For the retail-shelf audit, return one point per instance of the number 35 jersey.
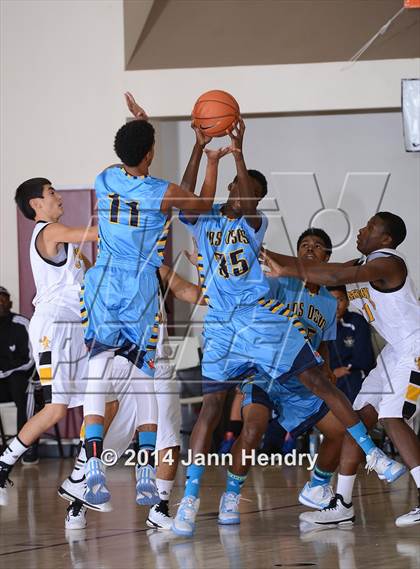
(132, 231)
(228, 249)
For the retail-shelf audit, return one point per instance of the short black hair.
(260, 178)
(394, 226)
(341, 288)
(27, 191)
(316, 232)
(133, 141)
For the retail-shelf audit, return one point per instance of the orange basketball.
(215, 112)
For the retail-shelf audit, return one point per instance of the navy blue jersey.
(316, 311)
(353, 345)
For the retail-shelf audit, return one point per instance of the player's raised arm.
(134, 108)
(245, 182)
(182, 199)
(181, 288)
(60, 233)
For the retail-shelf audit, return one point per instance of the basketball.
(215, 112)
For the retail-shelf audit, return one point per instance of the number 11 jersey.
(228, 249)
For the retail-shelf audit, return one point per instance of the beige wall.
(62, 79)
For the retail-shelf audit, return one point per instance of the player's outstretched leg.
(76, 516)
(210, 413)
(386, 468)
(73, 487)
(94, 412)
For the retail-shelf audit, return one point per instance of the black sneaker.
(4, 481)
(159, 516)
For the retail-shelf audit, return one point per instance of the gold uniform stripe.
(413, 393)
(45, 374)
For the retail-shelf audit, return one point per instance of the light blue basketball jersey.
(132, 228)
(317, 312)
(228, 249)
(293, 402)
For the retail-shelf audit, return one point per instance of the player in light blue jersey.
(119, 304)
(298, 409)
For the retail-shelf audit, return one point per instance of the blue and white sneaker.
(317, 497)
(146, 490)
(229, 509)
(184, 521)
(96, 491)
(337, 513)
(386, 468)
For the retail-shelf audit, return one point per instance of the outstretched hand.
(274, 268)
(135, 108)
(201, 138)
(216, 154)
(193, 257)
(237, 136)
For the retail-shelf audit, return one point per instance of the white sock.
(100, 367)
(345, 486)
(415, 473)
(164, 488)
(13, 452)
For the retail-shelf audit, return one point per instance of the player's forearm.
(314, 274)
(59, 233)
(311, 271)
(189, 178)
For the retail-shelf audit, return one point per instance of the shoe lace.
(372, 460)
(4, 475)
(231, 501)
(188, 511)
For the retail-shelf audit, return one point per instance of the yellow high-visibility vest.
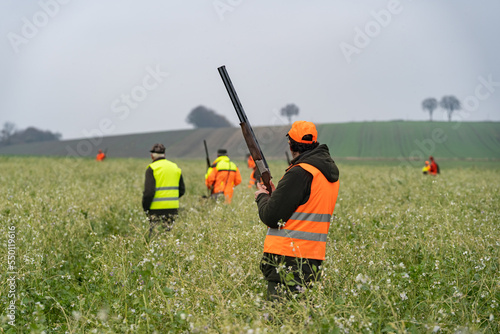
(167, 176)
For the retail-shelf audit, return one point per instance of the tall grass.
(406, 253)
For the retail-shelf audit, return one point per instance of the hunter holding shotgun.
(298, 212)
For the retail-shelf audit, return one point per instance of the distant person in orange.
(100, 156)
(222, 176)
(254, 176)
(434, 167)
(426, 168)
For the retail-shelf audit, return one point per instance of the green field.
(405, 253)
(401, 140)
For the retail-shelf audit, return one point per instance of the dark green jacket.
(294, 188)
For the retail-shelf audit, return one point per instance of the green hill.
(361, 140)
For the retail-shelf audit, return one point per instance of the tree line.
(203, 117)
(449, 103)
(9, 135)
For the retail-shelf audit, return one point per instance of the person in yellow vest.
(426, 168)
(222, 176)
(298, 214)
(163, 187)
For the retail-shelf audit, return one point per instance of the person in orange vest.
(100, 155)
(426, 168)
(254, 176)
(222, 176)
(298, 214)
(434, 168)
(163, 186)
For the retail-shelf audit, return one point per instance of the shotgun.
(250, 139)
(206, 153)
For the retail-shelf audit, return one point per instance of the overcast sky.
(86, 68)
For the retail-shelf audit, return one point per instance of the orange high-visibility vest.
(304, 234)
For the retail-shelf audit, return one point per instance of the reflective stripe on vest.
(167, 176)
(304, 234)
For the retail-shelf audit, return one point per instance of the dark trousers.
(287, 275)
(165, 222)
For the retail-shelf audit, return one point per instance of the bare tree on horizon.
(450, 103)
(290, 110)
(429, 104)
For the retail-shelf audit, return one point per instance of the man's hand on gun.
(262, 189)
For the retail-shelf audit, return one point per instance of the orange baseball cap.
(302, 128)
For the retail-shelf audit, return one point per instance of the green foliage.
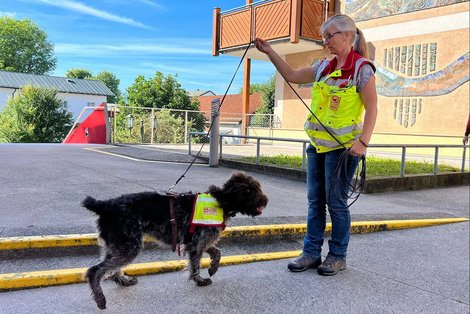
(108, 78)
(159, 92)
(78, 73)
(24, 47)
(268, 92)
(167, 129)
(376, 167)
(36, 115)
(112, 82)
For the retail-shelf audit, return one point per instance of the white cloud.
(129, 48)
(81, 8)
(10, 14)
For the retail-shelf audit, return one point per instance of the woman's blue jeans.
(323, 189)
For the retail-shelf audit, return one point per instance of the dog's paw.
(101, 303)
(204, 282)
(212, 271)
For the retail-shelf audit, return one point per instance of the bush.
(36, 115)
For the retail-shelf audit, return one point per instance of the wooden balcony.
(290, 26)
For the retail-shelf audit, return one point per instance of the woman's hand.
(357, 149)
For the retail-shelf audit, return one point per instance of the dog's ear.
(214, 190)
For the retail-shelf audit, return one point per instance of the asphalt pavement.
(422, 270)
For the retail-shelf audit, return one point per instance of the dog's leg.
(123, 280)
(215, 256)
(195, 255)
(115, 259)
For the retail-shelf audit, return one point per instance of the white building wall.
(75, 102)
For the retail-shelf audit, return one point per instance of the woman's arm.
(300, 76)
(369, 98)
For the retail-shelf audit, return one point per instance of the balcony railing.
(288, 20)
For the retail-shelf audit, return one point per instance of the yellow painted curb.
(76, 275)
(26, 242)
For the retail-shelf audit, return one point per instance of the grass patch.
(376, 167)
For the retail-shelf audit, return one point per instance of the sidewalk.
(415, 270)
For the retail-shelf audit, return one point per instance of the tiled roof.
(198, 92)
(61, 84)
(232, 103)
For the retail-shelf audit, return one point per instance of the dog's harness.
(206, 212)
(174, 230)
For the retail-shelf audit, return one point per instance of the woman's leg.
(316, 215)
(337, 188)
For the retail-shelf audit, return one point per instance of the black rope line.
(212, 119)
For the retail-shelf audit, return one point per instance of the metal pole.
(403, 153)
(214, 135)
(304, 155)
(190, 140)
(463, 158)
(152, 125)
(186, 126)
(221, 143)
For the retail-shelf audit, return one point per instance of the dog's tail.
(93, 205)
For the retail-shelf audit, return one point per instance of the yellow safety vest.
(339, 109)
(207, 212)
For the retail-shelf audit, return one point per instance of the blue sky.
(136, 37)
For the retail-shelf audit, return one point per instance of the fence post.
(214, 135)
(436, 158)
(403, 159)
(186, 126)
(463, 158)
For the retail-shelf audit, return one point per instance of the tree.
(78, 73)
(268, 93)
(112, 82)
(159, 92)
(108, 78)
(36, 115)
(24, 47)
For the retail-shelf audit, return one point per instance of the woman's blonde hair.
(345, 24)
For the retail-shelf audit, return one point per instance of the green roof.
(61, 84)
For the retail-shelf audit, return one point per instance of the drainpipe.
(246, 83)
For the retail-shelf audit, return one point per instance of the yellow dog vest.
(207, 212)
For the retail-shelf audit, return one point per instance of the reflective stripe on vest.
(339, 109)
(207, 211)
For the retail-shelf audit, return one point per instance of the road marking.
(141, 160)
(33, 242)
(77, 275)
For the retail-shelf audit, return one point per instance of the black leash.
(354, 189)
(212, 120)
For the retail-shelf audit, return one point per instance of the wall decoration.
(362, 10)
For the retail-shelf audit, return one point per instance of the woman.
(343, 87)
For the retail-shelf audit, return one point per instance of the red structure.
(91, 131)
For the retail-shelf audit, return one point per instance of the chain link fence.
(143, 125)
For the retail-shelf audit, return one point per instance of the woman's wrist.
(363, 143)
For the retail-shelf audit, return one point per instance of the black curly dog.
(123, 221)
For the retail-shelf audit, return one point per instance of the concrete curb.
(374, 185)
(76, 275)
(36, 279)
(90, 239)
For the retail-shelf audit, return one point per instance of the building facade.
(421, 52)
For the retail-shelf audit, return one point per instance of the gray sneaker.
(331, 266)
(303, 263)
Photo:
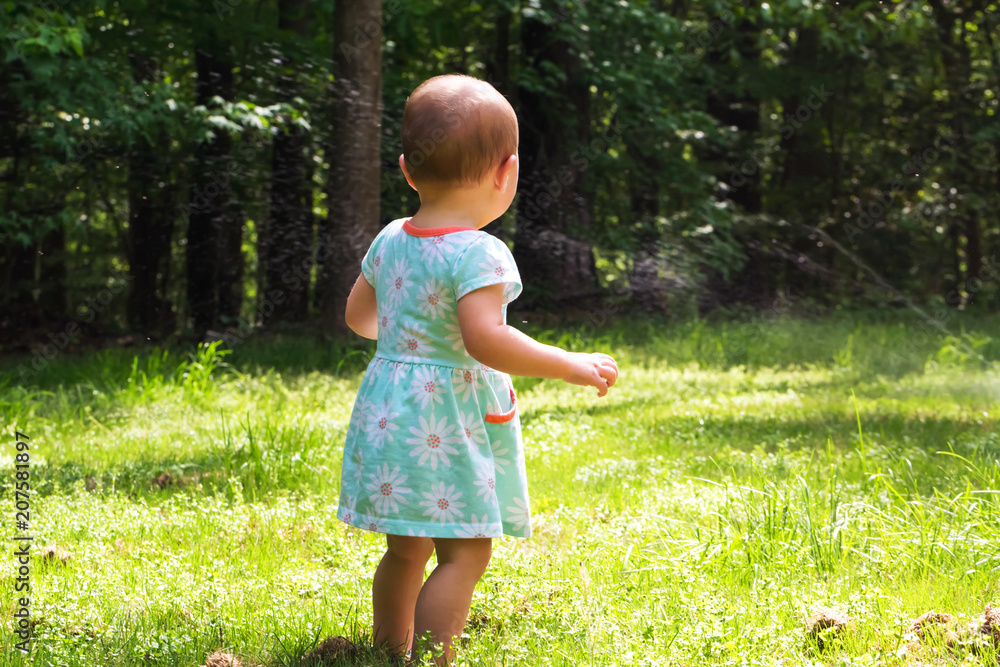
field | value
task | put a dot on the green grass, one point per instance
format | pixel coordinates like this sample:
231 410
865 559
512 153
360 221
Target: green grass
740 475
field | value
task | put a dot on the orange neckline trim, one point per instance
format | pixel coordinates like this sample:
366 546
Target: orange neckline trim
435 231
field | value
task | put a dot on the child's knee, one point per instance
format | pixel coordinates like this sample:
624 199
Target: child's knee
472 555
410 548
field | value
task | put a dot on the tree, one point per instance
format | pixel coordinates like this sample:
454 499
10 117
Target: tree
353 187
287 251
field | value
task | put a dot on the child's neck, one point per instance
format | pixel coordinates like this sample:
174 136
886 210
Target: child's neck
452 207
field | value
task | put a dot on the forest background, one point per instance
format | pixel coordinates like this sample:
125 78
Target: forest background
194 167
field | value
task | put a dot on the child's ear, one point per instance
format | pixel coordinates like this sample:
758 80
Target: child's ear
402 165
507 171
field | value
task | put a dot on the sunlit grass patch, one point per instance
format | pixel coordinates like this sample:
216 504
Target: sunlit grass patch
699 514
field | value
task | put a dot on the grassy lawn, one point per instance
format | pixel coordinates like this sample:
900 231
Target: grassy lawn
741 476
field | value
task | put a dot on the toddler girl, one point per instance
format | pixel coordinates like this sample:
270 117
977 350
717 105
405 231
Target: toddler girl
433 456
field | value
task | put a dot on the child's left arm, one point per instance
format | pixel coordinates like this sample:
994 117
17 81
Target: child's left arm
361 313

...

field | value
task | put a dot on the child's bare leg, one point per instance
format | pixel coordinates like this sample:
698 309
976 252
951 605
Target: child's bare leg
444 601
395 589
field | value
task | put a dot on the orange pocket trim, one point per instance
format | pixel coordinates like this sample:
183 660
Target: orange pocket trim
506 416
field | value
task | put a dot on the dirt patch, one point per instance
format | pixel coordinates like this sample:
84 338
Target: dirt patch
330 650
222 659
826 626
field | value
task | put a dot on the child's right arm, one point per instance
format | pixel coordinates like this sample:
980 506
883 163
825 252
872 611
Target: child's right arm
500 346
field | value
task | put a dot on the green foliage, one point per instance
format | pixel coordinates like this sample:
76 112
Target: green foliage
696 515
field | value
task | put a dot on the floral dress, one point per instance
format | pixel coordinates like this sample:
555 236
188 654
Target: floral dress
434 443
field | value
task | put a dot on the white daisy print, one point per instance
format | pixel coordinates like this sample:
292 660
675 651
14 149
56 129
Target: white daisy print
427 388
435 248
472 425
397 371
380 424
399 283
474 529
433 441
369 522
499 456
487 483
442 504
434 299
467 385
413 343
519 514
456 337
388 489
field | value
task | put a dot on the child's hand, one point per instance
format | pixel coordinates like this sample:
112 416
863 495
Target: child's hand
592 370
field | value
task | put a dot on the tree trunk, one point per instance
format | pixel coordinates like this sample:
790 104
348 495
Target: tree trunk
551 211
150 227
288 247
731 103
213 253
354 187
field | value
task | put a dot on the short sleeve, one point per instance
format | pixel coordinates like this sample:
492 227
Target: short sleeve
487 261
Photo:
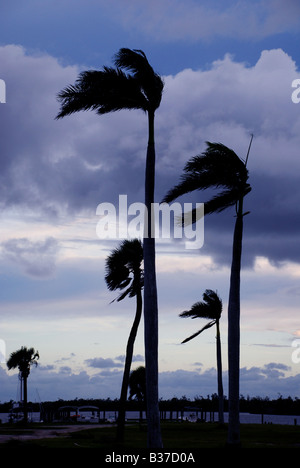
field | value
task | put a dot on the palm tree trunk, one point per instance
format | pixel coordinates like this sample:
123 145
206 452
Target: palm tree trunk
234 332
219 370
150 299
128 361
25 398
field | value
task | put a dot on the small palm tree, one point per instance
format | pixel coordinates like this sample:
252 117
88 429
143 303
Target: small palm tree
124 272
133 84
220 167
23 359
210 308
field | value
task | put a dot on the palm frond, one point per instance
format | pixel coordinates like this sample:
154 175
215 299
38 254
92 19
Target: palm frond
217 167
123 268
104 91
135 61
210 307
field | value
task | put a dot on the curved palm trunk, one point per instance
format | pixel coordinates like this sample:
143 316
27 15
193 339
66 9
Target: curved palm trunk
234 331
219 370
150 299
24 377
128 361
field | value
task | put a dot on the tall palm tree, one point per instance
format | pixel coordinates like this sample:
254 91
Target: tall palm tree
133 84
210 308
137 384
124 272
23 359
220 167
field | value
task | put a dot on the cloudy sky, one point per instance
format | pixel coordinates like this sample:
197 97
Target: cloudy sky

== Task directions ==
Return each line of the records that contains the word "curb". Treat uppercase and lowercase letters as different.

== Worked solution ==
For the retail-shelf audit, return one point per instance of the yellow painted curb.
For the retail-shelf audit, return one point per instance of the concrete curb.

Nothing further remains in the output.